Énoncé écrit: Recopiez mot pour mot le passage du compte rendu de l'audition qui va de « Au cours du comité » jusqu'à « touchant aux transports. » inclus.

Réunion du mercredi 9 novembre 2005 à 16 heures 30

Présidence de M. Pierre Lequiller,
Président de la Délégation de l'Assemblée nationale
pour l'Union européenne,
et de M. Hubert Haenel,
président de la Délégation du Sénat pour l'Union européenne

Audition, en commun avec la Délégation du Sénat pour l'Union européenne, de M. Dominique Perben, ministre des transports, de l'équipement, du tourisme et de la mer, sur les projets européens de libéralisation des transports urbains et ferroviaires (proposition de règlement « obligations de service public » et troisième paquet ferroviaire)

Le président de la Délégation pour l'Union européenne du Sénat, M. Hubert Haenel, a remercié M. Dominique Perben, ministre des transports, de l'équipement, du tourisme et de la mer, pour sa venue, et lui a rappelé qu'il est fréquent que les délégations pour l'Union européenne entendent des représentants du Gouvernement, évoquant son audition précédente, dans ses fonctions antérieures à la Chancellerie. Il a cependant estimé que l'audition d'aujourd'hui constitue en quelque sorte une nouveauté et s'inscrit dans le cadre des mesures récemment annoncées par le Gouvernement afin de mieux associer le Parlement français aux questions européennes.

Le Premier ministre a décidé en juin dernier de réunir chaque mois un comité interministériel sur l'Europe au cours duquel sont évoquées les questions européennes les plus importantes, c'est-à-dire celles qui ne peuvent être laissées aux seules compétences des administrations. Le relevé des conclusions de chacune de ces réunions interministérielles est transmis aux présidents des délégations pour l'Union européenne de l'Assemblée nationale et du Sénat. Et il a été convenu que les ministres seraient à la disposition des délégations pour venir exposer dans les meilleurs délais tout point qui aurait été évoqué au cours d'un comité interministériel. Il s'agit d'informer le plus en amont possible les parlementaires français des questions les plus importantes traitées au sein des institutions européennes.

Au cours du comité interministériel du 20 septembre dernier, un point a été consacré aux projets européens de libéralisation des transports urbains et ferroviaires : il s'agit de la proposition de règlement relative aux « obligations de service public » et du troisième paquet ferroviaire. Le Premier ministre a insisté, au cours de ce comité interministériel, pour que le Gouvernement agisse en sorte que la négociation de ces textes soit bien comprise par les Français. Il va de soi que si l'on veut que les Français comprennent cette négociation, il faut d'abord que les parlementaires français eux-mêmes la comprennent. C'est la raison pour laquelle cette audition a lieu aujourd'hui. Elle porte donc sur une question précise et n'est pas destinée à couvrir l'ensemble des questions européennes touchant aux transports.

Données fournies:
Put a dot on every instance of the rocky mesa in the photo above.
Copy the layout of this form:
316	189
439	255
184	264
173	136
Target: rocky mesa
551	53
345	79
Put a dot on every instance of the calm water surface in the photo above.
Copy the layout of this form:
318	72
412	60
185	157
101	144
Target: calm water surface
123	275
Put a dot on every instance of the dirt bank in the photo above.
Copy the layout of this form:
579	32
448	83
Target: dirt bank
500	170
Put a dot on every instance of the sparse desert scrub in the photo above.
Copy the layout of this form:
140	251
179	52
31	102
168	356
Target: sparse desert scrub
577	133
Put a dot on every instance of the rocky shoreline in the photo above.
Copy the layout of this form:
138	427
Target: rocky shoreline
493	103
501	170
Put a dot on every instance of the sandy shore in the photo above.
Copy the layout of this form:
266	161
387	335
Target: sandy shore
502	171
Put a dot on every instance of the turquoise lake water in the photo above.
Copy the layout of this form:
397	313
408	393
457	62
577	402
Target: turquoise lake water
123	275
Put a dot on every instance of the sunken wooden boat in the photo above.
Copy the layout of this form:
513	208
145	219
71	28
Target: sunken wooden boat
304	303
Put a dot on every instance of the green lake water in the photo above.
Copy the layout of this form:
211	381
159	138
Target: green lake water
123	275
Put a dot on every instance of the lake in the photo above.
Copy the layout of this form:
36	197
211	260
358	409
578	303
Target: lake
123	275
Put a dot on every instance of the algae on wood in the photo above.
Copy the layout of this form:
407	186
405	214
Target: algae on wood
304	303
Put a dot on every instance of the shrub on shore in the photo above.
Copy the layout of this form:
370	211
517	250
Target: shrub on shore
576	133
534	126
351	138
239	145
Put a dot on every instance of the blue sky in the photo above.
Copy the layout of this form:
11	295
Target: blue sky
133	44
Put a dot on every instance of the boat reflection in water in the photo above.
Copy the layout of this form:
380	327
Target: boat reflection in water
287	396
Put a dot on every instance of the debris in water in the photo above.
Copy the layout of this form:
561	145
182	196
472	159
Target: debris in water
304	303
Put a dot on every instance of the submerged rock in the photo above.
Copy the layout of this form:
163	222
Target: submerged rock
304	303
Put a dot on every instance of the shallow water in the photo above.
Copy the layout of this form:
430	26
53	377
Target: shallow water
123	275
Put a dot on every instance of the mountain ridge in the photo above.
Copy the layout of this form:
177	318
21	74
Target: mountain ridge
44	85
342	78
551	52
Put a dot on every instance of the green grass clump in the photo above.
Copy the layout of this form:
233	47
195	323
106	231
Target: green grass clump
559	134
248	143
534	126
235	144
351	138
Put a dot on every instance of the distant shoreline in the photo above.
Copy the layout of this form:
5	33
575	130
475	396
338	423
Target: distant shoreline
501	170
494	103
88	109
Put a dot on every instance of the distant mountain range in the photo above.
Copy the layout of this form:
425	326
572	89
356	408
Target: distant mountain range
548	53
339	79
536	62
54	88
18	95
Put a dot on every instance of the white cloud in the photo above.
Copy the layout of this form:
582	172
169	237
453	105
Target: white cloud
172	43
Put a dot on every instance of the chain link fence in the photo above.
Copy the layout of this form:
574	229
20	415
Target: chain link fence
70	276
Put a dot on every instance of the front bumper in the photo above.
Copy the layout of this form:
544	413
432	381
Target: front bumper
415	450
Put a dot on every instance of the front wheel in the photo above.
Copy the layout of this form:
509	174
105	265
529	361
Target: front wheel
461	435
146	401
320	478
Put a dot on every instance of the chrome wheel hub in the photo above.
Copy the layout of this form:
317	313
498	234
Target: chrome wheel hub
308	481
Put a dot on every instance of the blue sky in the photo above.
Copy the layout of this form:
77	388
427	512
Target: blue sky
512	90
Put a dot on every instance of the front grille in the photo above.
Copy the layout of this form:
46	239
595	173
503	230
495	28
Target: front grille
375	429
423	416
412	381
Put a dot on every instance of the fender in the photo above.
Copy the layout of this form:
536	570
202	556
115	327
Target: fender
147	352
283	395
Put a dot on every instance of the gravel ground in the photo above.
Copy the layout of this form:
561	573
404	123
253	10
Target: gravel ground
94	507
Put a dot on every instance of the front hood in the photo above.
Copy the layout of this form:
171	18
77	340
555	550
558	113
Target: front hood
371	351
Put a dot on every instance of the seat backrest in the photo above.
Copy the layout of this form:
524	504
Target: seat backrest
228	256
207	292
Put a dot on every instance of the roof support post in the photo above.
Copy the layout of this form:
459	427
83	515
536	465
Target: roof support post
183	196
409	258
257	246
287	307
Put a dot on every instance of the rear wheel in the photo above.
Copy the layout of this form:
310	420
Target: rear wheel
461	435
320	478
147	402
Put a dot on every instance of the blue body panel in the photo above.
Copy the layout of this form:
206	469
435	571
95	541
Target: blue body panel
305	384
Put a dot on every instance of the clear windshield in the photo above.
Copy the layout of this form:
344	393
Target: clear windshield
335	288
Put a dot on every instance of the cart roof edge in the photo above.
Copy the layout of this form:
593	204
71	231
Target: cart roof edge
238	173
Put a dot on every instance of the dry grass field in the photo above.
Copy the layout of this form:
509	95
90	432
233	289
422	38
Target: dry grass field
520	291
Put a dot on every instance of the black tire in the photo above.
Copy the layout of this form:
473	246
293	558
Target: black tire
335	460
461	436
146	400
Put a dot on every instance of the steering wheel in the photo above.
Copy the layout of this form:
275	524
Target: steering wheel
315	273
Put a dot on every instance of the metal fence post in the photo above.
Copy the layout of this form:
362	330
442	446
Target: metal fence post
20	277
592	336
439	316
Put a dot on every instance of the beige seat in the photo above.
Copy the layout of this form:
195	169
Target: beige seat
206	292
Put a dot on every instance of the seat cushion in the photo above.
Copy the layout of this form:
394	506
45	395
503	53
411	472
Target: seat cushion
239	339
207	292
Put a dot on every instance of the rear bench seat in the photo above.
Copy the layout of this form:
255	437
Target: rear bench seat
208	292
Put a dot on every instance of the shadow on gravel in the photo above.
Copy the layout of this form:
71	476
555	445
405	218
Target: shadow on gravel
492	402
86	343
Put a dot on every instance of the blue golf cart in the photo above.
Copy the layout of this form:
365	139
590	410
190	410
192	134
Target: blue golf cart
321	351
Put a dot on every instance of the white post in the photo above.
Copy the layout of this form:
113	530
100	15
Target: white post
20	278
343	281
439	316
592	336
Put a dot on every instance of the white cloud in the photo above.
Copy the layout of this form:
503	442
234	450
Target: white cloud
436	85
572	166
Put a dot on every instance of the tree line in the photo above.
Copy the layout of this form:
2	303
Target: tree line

Solution rédigée:
Au cours du comité interministériel du 20 septembre dernier, un point a été consacré aux projets européens de libéralisation des transports urbains et ferroviaires : il s'agit de la proposition de règlement relative aux « obligations de service public » et du troisième paquet ferroviaire. Le Premier ministre a insisté, au cours de ce comité interministériel, pour que le Gouvernement agisse en sorte que la négociation de ces textes soit bien comprise par les Français. Il va de soi que si l'on veut que les Français comprennent cette négociation, il faut d'abord que les parlementaires français eux-mêmes la comprennent. C'est la raison pour laquelle cette audition a lieu aujourd'hui. Elle porte donc sur une question précise et n'est pas destinée à couvrir l'ensemble des questions européennes touchant aux transports.